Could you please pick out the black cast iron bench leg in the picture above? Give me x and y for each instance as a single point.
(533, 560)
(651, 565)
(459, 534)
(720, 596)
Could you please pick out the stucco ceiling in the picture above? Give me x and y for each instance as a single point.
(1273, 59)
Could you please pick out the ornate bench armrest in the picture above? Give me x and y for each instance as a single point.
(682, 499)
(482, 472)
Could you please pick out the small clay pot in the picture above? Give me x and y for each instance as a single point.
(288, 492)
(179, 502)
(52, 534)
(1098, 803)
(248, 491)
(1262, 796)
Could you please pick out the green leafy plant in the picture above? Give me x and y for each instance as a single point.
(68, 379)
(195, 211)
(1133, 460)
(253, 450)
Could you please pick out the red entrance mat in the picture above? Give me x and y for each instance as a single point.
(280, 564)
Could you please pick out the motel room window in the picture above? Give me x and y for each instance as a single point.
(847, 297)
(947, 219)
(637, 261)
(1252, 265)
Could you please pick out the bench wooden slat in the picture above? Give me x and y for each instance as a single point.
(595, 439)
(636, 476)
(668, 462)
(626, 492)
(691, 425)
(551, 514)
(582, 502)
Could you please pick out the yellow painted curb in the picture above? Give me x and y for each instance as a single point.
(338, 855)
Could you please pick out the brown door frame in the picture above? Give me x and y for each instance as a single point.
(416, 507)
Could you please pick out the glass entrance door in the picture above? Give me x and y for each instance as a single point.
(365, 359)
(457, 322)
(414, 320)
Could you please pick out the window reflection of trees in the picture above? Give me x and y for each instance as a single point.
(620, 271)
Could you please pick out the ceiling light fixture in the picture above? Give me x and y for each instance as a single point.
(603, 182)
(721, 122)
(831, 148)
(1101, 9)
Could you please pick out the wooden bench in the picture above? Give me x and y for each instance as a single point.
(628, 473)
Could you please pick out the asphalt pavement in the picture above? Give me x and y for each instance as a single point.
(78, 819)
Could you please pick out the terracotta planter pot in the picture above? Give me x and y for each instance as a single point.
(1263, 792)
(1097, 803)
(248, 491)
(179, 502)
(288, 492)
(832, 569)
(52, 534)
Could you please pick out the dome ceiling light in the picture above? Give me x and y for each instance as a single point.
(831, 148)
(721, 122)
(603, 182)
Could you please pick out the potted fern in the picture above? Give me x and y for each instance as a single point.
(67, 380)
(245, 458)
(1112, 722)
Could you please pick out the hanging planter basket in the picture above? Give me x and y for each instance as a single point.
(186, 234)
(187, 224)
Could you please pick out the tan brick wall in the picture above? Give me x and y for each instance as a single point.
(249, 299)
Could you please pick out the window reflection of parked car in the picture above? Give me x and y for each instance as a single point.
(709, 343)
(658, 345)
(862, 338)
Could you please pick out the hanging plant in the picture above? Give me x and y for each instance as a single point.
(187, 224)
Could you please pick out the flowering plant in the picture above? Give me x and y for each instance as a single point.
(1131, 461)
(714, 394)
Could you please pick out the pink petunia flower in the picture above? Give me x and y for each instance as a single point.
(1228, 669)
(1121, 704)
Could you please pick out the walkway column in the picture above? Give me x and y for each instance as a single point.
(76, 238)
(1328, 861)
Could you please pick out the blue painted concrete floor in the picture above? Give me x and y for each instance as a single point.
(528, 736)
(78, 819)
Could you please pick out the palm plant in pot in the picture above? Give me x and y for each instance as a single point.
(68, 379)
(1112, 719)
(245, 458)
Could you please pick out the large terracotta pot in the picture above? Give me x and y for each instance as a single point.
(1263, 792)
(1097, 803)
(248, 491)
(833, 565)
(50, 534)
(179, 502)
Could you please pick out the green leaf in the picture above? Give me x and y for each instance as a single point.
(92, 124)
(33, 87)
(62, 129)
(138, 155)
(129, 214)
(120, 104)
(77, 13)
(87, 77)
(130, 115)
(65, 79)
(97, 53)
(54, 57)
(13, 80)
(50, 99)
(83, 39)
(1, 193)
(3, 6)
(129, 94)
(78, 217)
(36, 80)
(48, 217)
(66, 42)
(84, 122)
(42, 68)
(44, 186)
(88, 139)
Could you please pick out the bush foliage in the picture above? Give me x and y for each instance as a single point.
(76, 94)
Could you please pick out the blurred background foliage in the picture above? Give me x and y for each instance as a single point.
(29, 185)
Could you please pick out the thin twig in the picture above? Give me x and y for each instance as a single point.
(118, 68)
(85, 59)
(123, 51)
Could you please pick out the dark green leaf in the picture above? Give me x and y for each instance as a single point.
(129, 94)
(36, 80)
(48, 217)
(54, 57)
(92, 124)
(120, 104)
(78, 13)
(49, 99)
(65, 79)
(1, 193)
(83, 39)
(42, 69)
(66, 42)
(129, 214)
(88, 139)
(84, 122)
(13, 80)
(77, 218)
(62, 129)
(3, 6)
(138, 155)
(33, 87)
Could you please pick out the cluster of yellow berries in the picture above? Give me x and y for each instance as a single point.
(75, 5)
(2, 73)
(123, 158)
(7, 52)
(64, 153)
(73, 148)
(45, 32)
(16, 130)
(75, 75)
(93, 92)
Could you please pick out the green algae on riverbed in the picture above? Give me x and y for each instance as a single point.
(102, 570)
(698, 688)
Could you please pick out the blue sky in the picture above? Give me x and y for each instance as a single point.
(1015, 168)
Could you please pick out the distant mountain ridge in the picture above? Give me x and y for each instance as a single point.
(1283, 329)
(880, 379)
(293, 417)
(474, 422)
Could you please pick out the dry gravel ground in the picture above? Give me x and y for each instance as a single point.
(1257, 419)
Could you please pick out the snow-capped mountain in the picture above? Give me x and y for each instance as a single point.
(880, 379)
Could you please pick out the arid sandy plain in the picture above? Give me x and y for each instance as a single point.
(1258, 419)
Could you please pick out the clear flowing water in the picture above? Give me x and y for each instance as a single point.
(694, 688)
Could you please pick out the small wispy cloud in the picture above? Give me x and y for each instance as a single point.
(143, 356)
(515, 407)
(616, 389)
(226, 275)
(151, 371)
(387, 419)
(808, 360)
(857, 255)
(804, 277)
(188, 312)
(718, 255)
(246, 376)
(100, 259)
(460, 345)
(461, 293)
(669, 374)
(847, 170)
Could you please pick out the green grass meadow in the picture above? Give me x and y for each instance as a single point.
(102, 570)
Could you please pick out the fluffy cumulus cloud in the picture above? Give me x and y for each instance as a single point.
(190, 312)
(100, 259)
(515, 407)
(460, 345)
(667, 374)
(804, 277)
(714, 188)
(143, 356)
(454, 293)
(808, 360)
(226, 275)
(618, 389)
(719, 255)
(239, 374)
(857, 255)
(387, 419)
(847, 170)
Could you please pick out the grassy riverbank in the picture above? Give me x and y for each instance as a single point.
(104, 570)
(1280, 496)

··········

Goal of the exercise: Could you write out all the records above again, switching every "pick out" to "locate" and leaving everything else unchanged?

Output of the task:
Could you please locate the black cast iron bench leg in the picture above? Give me x and y for each instance as a single point.
(533, 560)
(651, 565)
(459, 534)
(720, 596)
Could you please locate the stucco ceiling in the picture above? Give me x and y for each instance as a single point.
(1273, 59)
Could you please locate the ornate bench armrest in the picture above? Give me x and y for each instance as a single point.
(682, 499)
(482, 472)
Could you please locate the small clay pot in the picture above? Give me x and y for each instance as a single point.
(288, 492)
(179, 502)
(52, 534)
(1098, 803)
(248, 491)
(1262, 796)
Could you please locate the green leafy plant in the picture above? Give me x and y for each instance as a single point.
(68, 379)
(195, 211)
(1133, 460)
(253, 450)
Could you please locate the red entrance mat in the picture above? Give me x and y for each instance as a single point.
(280, 564)
Could you please locate the motel room window in the picture above? Give me x and y for each instance as a single point.
(847, 297)
(947, 219)
(637, 261)
(1252, 265)
Could you please locate the bench wooden slat in the picture above? Give me x and y for each instance as a single point.
(595, 439)
(636, 476)
(668, 462)
(626, 492)
(691, 425)
(551, 514)
(582, 502)
Could you please locate the yellow painted curb in the picture above? Give me x and y for each instance as a single point.
(338, 855)
Could you please locate the brown door frame in the picture above? Give me x and y for each instance as a single point.
(416, 507)
Could you please locate the glass entrance door in the picture above? Give me x and y for each instance as a single point.
(365, 359)
(457, 322)
(414, 320)
Could you please locate the window reflection of trees in the picture above? Give me x and y for each instance as a single point.
(620, 271)
Could you please locate the ceiling light fixture in the picture above? Give me x and y for each instance as a single point.
(603, 182)
(721, 122)
(831, 148)
(1101, 9)
Could you please locate the wooden bench in the picture above? Give me x and y for each instance as a single point.
(628, 473)
Could you please locate the asphalt pavement in the picture above? Give me x and y for each instance as a single point.
(78, 819)
Could you please locate the terracotta planter pot in the picture above? Give me x and y for each instance as a single point.
(1263, 792)
(1097, 803)
(248, 491)
(179, 502)
(288, 492)
(832, 569)
(52, 534)
Could you please locate the dome ceiling light in the picture above? Give me x and y for each instance as a single point.
(831, 148)
(721, 122)
(603, 182)
Could you please locate the potted fern in the picture above? Give me x and y for each instance as a single point.
(67, 380)
(245, 458)
(1112, 722)
Could you please locate the hanging planter basket in the picture above? Give me x and y for each instance as a single point.
(186, 234)
(187, 224)
Could you please locate the tan brick wall in the picture above? Give me x and y for each instance as a single point.
(249, 299)
Could you please locate the window reflection of parked car in the picture above? Give me x and y for each instance as a single point.
(709, 343)
(658, 345)
(862, 338)
Could you please locate the hanging plant in the picture above? Give me x and y for each instance as a single point.
(187, 224)
Could you please locate the flowering plant in the picture above? Give me x and y for each instance as a single point.
(1131, 461)
(714, 394)
Could you please locate the pink petunia flower in the picture above? Give me x and y for each instance as a single point.
(1228, 669)
(1121, 704)
Could you please locate the walkway column in the picture above? Give me x and y for each instance as a single point.
(76, 238)
(1328, 861)
Could you please locate the blue painted concrete floor in the picture above? Give me x and y for each instance as a single point.
(528, 736)
(78, 819)
Could you please locate the palm plant in pot in the picture above? Give me x and y for each instance as a single point.
(68, 379)
(1112, 719)
(245, 458)
Could you please locate the large terracotta pot in the picture above? Give me x and y for each instance as a single point.
(1263, 792)
(1097, 803)
(248, 491)
(833, 565)
(50, 534)
(179, 502)
Could you please locate the green leaf in the picture above? Give me x and y for each instance as a single point.
(92, 124)
(33, 87)
(62, 129)
(138, 155)
(129, 214)
(120, 104)
(77, 13)
(87, 77)
(130, 115)
(65, 79)
(97, 53)
(54, 57)
(13, 80)
(50, 99)
(83, 39)
(1, 193)
(3, 6)
(129, 94)
(78, 217)
(36, 80)
(48, 217)
(66, 42)
(84, 122)
(42, 68)
(44, 186)
(88, 139)
Could you please locate the bush foliage in the picture above? Give me x and y for each instance as a single point.
(76, 94)
Could you please locate the blurred background foliage in the picture above? Give me x and y for each instance as a single point.
(29, 185)
Could you please locate the thin twig in the picture above? Give me x and y for each instance as a single point.
(118, 68)
(85, 59)
(123, 51)
Could you please locate the dark green leaf in the picture above? Give me x and y for each instance as a single point.
(129, 94)
(36, 80)
(48, 217)
(54, 57)
(92, 124)
(120, 104)
(78, 13)
(49, 99)
(65, 79)
(1, 193)
(83, 39)
(42, 69)
(66, 42)
(129, 214)
(88, 139)
(84, 122)
(13, 80)
(77, 218)
(62, 129)
(3, 6)
(138, 155)
(33, 87)
Could you please locate the cluster of yellow berries in the picture above? Give me x and y for each instance as a single point.
(75, 5)
(2, 73)
(123, 158)
(7, 52)
(64, 153)
(73, 148)
(45, 32)
(16, 130)
(75, 75)
(93, 92)
Could you please locate the green algae on riverbed in the picture above? Give me x and y for each instance as a single point.
(102, 570)
(698, 688)
Could you please locate the blue sky in the picture above? Give me x and y for each instance as a single point.
(1015, 168)
Could you please locate the distant mountain ridge in the picture above? Give me x and y for each instance as a single point.
(1283, 329)
(880, 379)
(293, 417)
(474, 422)
Could you please locate the dry gravel ground in the picture above? Give me x and y for each instance as a single point.
(1257, 419)
Could you please locate the snow-capped mountain in the picture above? Give me x and y for each instance as a single point.
(880, 379)
Could you please locate the arid sandy plain in the picture above? Give me x and y for each instance as a single point.
(1258, 419)
Could you please locate the clear flowing water in the picture above? Give me x and y for each instance as a single point.
(694, 688)
Could you please locate the small wispy cloud in the picture above? Give me x and y for each instance as a single point.
(143, 356)
(515, 407)
(616, 389)
(226, 275)
(151, 371)
(387, 419)
(808, 360)
(857, 255)
(804, 277)
(188, 312)
(718, 255)
(246, 376)
(100, 259)
(460, 345)
(461, 293)
(669, 374)
(847, 170)
Could you please locate the green grass meadow in the picture above? Give me x and y for each instance as a single point.
(102, 570)
Could you please locate the fluffy cumulus cloud in the picture above? Give me x and y for each instance as a single point.
(190, 312)
(100, 259)
(515, 407)
(460, 345)
(667, 374)
(804, 277)
(714, 188)
(143, 356)
(454, 293)
(808, 360)
(226, 275)
(618, 389)
(719, 255)
(239, 374)
(857, 255)
(387, 419)
(847, 170)
Could you please locate the grassy riverbank in the picture above? Give me x and y for each instance as a single point.
(104, 570)
(1280, 496)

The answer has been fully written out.